PASSAGE SHOWN: Begin
My celebration of womanhood need not narrowly define woman by bodily functions like menstruation. Nor do I need to blame “others” for what has befallen women over the years. I don’t need to have enemies to get ahead. The ongoing fight for women’s rights, healthcare, pay equity, and against domestic and sexual violence will not be diluted by including others. Quite the contrary, the more the merrier and stronger. In fact there is a lesson here in past women’s movements excluding more marginalized groups (usually fellow women) for fear of weakening the effort, only to regret it later. People’s rights are not a limited resource. A transgender person enjoying their rights does not do so at the expense of any of my rights as a woman.
And just in case it needs to be said, the idea that a transgender woman is nothing more than male privilege in women’s clothing, hormones, and maybe genitalia, is a profound misunderstanding of who transgender women are.
Yes, some people menstruate. Most of those folks are women, born as such. But not all. And some women don’t menstruate — and never did. Born with clear female genitalia but no uterus, for example. Or cancerous ovaries removed before puberty. I rather envy them. I haven’t menstruated since I was 36, when a surgeon liberated me from my uterus. (I almost wrote the uterus, but it was definitely mine.) Recovery was rough. In part because of the interconnectedness of the thing, but also due to a couple life-altering deaths that came on the metaphorical heels of that organ removal. (What kind of heels would my uterus have worn? I’m thinking impossibly tall stilettos that cause bleeding blisters, painful bunions, etc!)
PASSAGE SHOWN: End
DATA SEGMENT: Begin
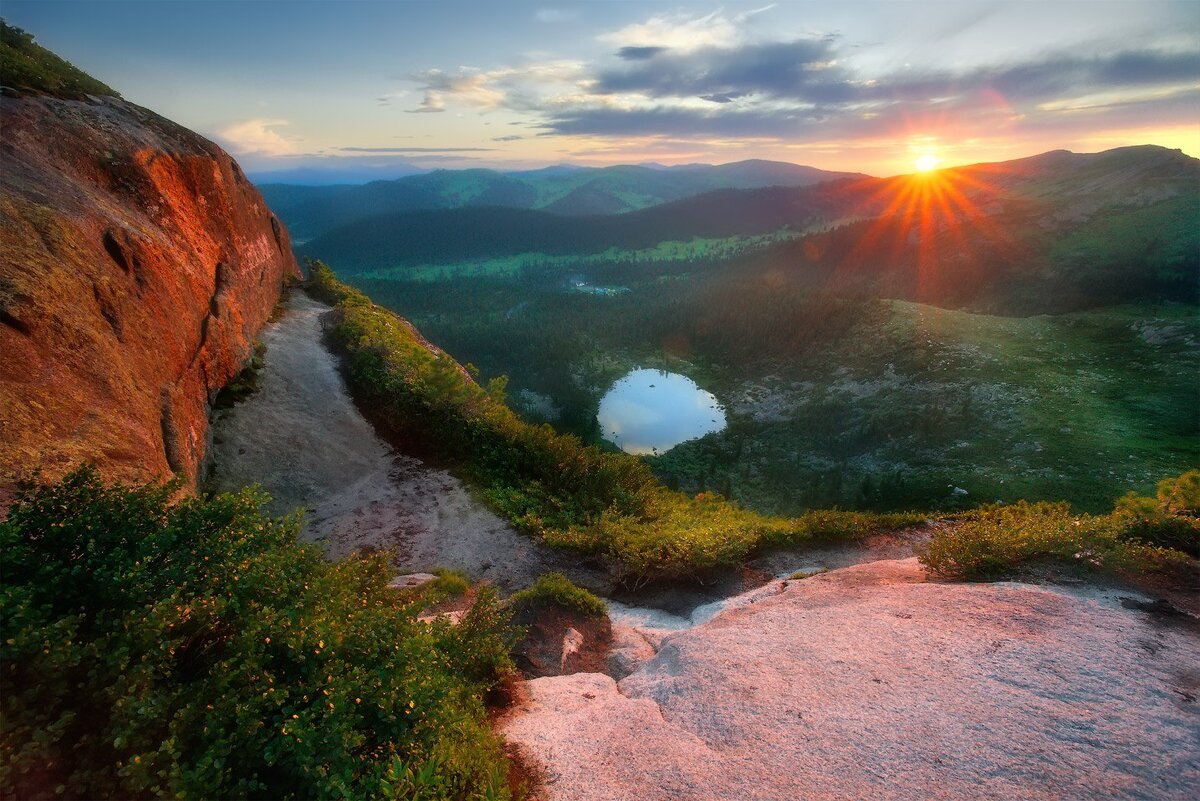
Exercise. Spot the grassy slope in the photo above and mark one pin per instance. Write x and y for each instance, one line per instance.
DATA SEGMENT: End
* _WORK TASK 1_
Retype the section of the womanhood essay that begins with the words containing "And just in" and ends with "transgender women are.".
* _WORK TASK 2_
Write what comes next in the essay on womanhood and transgender inclusion, picking up after its final sentence.

* _ANSWER BOX 1_
And just in case it needs to be said, the idea that a transgender woman is nothing more than male privilege in women’s clothing, hormones, and maybe genitalia, is a profound misunderstanding of who transgender women are.

* _ANSWER BOX 2_
I am a woman. One who has not menstruated for 20 years. I have birthed no babies. I have recently survived menopause. (For me that is very much the appropriate verb and, frankly, I want a badge attesting to same!) I am also a survivor of abuse and assault. You may share my public restroom, if you like. No matter what your gender identity, I respect you as a person. Because denying people their rights based on fear and stereotypes does not ensure anyone’s safety. I will also not let my guard down in such a place. Because I am strong and aware and am not a readymade victim because I am a woman. And because it’s a goddamn public restroom FFS!
*Don’t get me started on that Aesop fella!
*I’m using “trans woman” instead of “transgender female/woman” as the shorter is how my transgender women friends identify themselves. A couple of whom have had menopause-like hot flashes. Sorry, gals! Would have spared you that if I could’ve, but, you know — estrogen!
*Why, yes, that Harry Potter reference earlier was a foreshadowing device. Nice of you to notice!
*We didn’t use “they” back then. Even so, “she” would have been appropriate in this context, but the anti-trans women would not allow themselves to use female pronouns for trans women.